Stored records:
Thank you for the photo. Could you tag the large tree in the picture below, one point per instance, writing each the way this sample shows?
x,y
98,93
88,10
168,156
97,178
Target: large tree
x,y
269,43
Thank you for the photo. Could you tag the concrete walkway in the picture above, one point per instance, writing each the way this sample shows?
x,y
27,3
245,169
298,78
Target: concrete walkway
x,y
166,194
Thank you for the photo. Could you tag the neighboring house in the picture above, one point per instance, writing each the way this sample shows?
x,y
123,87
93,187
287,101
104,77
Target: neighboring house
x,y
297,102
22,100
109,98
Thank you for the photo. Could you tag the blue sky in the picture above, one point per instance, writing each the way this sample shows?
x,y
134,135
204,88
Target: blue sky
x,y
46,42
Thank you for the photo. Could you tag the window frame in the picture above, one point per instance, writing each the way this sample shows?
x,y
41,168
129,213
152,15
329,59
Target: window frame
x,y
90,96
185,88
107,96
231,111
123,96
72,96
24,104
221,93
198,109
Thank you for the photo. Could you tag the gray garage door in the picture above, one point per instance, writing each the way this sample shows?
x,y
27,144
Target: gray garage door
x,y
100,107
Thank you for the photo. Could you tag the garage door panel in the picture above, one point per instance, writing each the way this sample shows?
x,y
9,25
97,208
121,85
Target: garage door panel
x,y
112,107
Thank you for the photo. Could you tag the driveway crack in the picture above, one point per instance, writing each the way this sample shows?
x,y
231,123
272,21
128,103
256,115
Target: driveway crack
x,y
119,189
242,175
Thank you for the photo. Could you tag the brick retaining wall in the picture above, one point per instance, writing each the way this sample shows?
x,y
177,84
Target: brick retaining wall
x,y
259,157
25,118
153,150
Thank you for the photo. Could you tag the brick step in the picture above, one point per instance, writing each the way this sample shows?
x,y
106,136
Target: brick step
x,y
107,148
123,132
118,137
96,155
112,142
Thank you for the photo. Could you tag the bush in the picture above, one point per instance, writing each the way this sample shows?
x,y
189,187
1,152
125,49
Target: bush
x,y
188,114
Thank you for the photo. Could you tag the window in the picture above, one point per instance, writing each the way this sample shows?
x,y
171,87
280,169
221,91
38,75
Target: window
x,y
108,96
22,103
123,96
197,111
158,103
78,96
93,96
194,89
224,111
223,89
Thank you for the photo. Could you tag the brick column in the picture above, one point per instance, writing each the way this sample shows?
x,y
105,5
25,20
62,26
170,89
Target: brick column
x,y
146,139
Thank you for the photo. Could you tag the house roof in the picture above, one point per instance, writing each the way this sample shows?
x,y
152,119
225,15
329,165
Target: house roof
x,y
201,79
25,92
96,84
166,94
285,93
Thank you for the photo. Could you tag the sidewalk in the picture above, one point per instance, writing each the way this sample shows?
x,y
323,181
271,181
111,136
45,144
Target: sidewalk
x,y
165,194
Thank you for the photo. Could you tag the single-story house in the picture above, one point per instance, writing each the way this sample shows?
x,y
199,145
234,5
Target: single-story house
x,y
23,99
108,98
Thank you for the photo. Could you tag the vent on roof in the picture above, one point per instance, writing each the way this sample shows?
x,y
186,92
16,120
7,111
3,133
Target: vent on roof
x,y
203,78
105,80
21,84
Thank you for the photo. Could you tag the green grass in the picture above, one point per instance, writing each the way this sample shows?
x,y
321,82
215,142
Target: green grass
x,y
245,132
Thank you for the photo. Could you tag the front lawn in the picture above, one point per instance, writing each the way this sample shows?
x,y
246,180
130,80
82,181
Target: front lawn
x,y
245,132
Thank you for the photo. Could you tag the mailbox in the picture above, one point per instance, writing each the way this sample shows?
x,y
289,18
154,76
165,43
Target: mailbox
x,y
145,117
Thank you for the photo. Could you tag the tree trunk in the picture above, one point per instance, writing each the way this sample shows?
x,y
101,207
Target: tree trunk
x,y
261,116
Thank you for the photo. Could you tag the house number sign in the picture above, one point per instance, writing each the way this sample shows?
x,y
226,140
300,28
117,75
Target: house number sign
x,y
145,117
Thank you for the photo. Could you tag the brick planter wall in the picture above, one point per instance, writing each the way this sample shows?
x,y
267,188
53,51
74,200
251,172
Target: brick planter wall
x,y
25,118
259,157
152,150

Your objective -> Whatever appears in the data above should be set down again exactly.

The answer ->
Thank you for the photo. Could you tag the large tree in the picture below, one point per instance, writing each the way this sample shows?
x,y
98,93
88,10
168,156
97,178
Target: large tree
x,y
269,43
Thank you for the photo. Could you tag the concrete walkway in the picture above, one point per instance, writing each the way this sample shows?
x,y
27,3
245,169
298,78
Target: concrete walkway
x,y
166,194
Thank you for the photo. Could you tag the neighboring house in the picture above, one point per instance, writing each the way this sample shows?
x,y
123,87
93,187
287,101
104,77
Target: neighboring house
x,y
297,102
22,100
109,98
Thank you for the photo. Could you tag the blue sky in the picture above, one point per instance, writing each the way this sample shows?
x,y
134,135
204,88
Target: blue sky
x,y
46,42
Thank you for the photo. Could you tag the window frame in the picture above, one point per instance, writing each the way this sample shows?
x,y
41,168
129,213
152,15
329,59
Target: window frame
x,y
90,96
185,88
107,96
231,111
123,96
72,96
24,104
221,93
198,109
Thank you for the photo. Could you tag the gray garage door in the picture above, one point per instance, writing each the way this sample shows?
x,y
27,144
Target: gray garage door
x,y
100,107
Thank you for the photo. Could you tag the garage door panel in the picture above, one point per instance, writing each the way this sample shows?
x,y
9,25
97,208
121,85
Target: garage door panel
x,y
112,107
Thank you for the photo. Could you tag the driveway crack in the picture above, one point per instance, writing each the way this sample shows?
x,y
231,123
272,21
128,103
256,115
Target: driveway crack
x,y
119,189
242,175
Thank you for the photo. Could you tag the brick retaining wall in the picture above, one point per instance, writing each the way this sample shows?
x,y
177,84
Target: brick retaining wall
x,y
259,157
25,118
153,150
Thank you for the photo. Could you tag the brick step in the picture above, one point per instance, writing each the way this sample shows?
x,y
106,136
Target: brick step
x,y
107,148
123,132
118,137
96,155
112,142
Thank you for the photo. Could you tag the bush in the picture above, one point per instance, writing each the way this sample shows?
x,y
189,187
1,152
125,49
Target: bush
x,y
188,114
Thank you for the photo. Could you tag the window in the picture above, one point per instance, writing each the way this sample shows?
x,y
171,87
280,169
221,91
38,75
Target: window
x,y
108,96
22,103
123,96
197,111
158,103
78,96
93,96
194,89
224,111
223,89
Thank you for the photo. Could you tag the brick column in the picture above, one point per instance, writing each the way this sample shows?
x,y
105,5
25,20
62,26
170,89
Target: brick column
x,y
146,139
Thank you for the photo. Could you tag the house roof in the picture above, one point per instance, writing each the way this sample shows?
x,y
152,119
225,15
329,165
Target: house roof
x,y
201,79
25,92
96,84
166,94
285,93
Thank you for the photo. Could you tag the sidewalk in the picture above, one point per instance, writing each the way this sample shows?
x,y
323,181
271,181
111,136
45,144
Target: sidewalk
x,y
165,194
Thank you for the photo. Could you tag the single-story house in the picture above, one point per instance, writing each the way this sample shows?
x,y
199,145
234,5
Target: single-story house
x,y
23,99
108,98
Thank you for the photo. Could you tag the vent on roof in the picture above, one point per instance, writing each the way this sample shows?
x,y
186,92
16,120
7,111
3,133
Target: vent on roof
x,y
203,78
105,80
21,84
Thank you for the photo. Could you tag the green grass in the picture above, one point per instance, writing each the way this sample shows?
x,y
321,82
215,142
Target: green grass
x,y
245,132
Thank you for the photo. Could you tag the front lawn in the picture above, one point per instance, writing each the way this sample shows?
x,y
246,180
130,80
82,181
Target: front lawn
x,y
245,132
Thank you for the photo. Could you tag the mailbox in the picture above, one point per instance, writing each the way this sample shows?
x,y
289,18
154,76
165,43
Target: mailbox
x,y
145,117
Thank you for the photo. Could you tag the tree trunk in the picture above, one point per instance, writing each the way this sample shows?
x,y
101,207
Target: tree trunk
x,y
261,116
Thank you for the photo. Could you tag the house number sign in the picture above, one point per instance, writing each the way this sample shows?
x,y
226,140
300,28
117,75
Target: house number sign
x,y
145,117
Thank you for the photo. Could you tag the brick planter wall in the picture above, one point per instance, writing each the way this sample shows?
x,y
267,188
53,51
74,200
251,172
Target: brick planter wall
x,y
25,118
259,157
152,150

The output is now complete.